Short exercise: Copy every one of the rows below word for word, leaving nothing out and changing nothing.

Items:

⁂

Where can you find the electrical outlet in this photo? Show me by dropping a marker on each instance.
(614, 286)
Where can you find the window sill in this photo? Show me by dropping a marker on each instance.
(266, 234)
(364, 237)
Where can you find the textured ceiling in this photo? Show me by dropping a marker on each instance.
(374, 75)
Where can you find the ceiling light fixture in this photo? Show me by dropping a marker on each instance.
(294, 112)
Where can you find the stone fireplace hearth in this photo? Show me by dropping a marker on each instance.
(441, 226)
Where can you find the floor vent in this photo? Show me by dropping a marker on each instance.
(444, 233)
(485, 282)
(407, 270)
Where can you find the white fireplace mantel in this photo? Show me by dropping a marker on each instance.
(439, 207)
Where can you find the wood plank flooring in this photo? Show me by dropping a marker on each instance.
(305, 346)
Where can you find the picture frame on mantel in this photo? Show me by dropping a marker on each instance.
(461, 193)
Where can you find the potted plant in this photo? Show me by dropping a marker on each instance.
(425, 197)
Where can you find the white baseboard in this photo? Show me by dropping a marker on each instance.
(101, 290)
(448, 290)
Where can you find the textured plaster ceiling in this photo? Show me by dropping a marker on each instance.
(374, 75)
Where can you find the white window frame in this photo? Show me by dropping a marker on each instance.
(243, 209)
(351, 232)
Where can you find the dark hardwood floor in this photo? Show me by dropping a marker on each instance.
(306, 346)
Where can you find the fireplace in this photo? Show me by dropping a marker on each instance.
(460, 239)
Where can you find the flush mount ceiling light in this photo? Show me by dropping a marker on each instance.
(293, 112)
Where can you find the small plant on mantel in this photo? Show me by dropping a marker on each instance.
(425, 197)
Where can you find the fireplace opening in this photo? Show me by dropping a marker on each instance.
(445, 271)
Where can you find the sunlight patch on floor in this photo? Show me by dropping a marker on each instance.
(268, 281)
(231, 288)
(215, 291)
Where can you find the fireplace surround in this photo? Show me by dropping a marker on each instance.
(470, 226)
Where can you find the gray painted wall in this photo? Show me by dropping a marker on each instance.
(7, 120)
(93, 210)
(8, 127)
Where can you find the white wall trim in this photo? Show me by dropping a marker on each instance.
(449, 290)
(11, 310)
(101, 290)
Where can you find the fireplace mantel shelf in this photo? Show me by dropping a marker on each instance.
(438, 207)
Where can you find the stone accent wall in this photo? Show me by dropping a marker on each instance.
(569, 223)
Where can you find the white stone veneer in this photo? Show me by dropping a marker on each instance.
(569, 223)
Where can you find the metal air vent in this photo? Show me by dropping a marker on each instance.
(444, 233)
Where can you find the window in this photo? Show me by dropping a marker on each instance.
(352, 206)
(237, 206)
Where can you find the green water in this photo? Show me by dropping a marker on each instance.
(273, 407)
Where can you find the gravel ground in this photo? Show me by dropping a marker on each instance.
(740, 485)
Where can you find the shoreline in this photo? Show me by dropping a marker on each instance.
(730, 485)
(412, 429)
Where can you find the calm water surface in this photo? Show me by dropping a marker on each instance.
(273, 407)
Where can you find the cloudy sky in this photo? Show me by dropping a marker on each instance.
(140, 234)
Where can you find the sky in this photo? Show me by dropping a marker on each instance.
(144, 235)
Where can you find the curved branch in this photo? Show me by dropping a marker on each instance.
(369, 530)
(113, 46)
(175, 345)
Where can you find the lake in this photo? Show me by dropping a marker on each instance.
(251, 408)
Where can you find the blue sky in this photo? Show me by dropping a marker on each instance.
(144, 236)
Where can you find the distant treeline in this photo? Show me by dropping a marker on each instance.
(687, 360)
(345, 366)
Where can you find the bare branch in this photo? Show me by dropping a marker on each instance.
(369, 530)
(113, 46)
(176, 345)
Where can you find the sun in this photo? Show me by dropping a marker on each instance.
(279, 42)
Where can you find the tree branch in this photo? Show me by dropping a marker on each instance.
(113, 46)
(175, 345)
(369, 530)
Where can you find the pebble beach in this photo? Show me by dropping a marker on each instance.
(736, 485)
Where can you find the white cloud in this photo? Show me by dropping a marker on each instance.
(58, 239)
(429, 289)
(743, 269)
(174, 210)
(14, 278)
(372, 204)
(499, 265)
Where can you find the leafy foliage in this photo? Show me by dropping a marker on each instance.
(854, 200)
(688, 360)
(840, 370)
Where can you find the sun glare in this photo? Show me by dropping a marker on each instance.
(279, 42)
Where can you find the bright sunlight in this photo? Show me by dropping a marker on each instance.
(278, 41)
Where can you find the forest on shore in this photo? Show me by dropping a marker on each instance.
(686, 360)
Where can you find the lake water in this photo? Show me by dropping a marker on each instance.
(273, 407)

⁂

Correct result:
Where can you find the electrical outlet in this photo? Show me by dropping a marker on each instance.
(614, 286)
Where can you find the window sill in this photo? Show me by dropping a marker on each instance.
(266, 234)
(364, 237)
Where can you find the textured ceiling in this photo? Show me by dropping a marker on each instance.
(374, 75)
Where can you find the ceiling light fixture in this photo? Show me by dropping a marker on each instance.
(294, 112)
Where can you find the stone fireplace hearth in this photo? Show me by dropping a marker on each instance.
(441, 226)
Where can you find the floor vent in this photo? Show me by dropping a marker on each instance.
(444, 233)
(485, 282)
(407, 270)
Where can you find the white fireplace mantel in this photo? Show me by dropping a marker on each instance.
(439, 207)
Where can you find the wood plank flooring in this photo? Show me by dropping a marker on each instance.
(305, 346)
Where can you find the picture frame on mantel in this photo? Show me by dropping a marker on each instance.
(461, 193)
Where can you find the potted plant in this photo? Show me by dropping a marker on each instance.
(425, 197)
Where can you find the white baseboard in this photo? Show me by dropping a marker on each instance.
(101, 290)
(448, 290)
Where can you find the textured plaster ceiling in this photo? Show me by dropping a marker on each instance.
(374, 75)
Where can you find the white window frame in this photo? Show me by dropping a marker on each instance.
(243, 209)
(351, 232)
Where can you find the dark hardwood floor in this photo? Show me by dropping a marker on each instance.
(306, 346)
Where can you find the fireplace in this photo? Show me by dropping a marker on each instance.
(460, 239)
Where can you find the flush mount ceiling light in this photo? Show me by dropping a marker on each instance.
(293, 112)
Where can you find the small plant on mantel in this photo? Show me by dropping a marker on each instance.
(425, 197)
Where can you find the fireplace opening in this photo? Show me by dropping a marker on each instance.
(445, 271)
Where can you find the sunlight patch on floor in this photo? Show me by dropping a marker on each instance.
(268, 281)
(231, 288)
(215, 291)
Where can you find the fireplace surround in this photo? Show me by dropping a marker on each instance.
(470, 226)
Where can you find the gray painted wall in this photo? Show me by dropping a marker on each instance.
(7, 120)
(93, 210)
(8, 127)
Where can you find the white wall trim in this photo? Show me by dropping a marker on each instance.
(449, 290)
(11, 310)
(101, 290)
Where can you find the fireplace mantel shelf in this photo? Show me by dropping a marker on each instance.
(438, 207)
Where can you find the stone accent wall in this photo? Show me by dropping a marker on each instance.
(569, 223)
Where can you find the white stone veneer in this photo? Show me by dropping a marker on each instance.
(569, 223)
Where can you find the metal air vent in this photo? Show me by dropping a marker on each instance.
(444, 233)
Where can you find the window in this photo? Show me by dropping a marker on each instance.
(352, 206)
(237, 206)
Where can you find the green water in this photo? Show me by dropping a marker on each instance.
(273, 407)
Where can you find the gravel ground in this photo? Show me by dropping a marker on each instance.
(740, 485)
Where can you find the shoreline in this photo? Show me by dropping a marker on each instance.
(730, 485)
(412, 429)
Where can you find the calm water surface in this photo? Show me by dropping a marker on each instance.
(273, 407)
Where can you find the cloudy sky in this photo? Show me by dropping a marker on each instance.
(140, 234)
Where can you find the sky in this photo? Show me by dropping a marker on each instance.
(144, 235)
Where can you find the curved branch in this photo? Show me by dropping a marker on each instance.
(369, 530)
(113, 46)
(175, 345)
Where can you find the lake in this photo? Show me by dropping a marker on each instance.
(251, 408)
Where can you find the blue sky in this photo? Show me by dropping a marker on each instance.
(144, 236)
Where can you find the distant treeline in this photo? Show me by dropping a marker on each instance.
(687, 360)
(345, 366)
Where can you find the bare branch in this photo? Show me by dropping a marker on each instance.
(369, 530)
(113, 46)
(176, 345)
Where can you find the sun in this photo? Show me by dropping a marker on each instance.
(279, 42)
Where can you find the tree branch in this photo? Show me by dropping a marker on each instance.
(113, 46)
(175, 345)
(369, 530)
Where can you find the pebble beach in this photo? Show me by dropping a marker on each instance.
(736, 485)
Where can you find the white cloud in this photo? Show me by dropping a marker on each instance.
(58, 239)
(429, 289)
(743, 269)
(174, 210)
(14, 278)
(372, 204)
(499, 265)
Where can you find the leafy foliage in this photo? Show me by dropping a marker on each instance.
(854, 200)
(688, 360)
(840, 370)
Where can you find the sun glare in this photo? Show me by dropping a marker on each instance.
(279, 42)
Where can you find the bright sunlight in this photo? Show me by dropping a marker on each instance.
(278, 41)
Where can you find the forest on shore in this photo? Show me by dropping a marker on each instance.
(686, 360)
Where can you find the lake water in this photo? Show me by dropping a marker on each instance.
(273, 407)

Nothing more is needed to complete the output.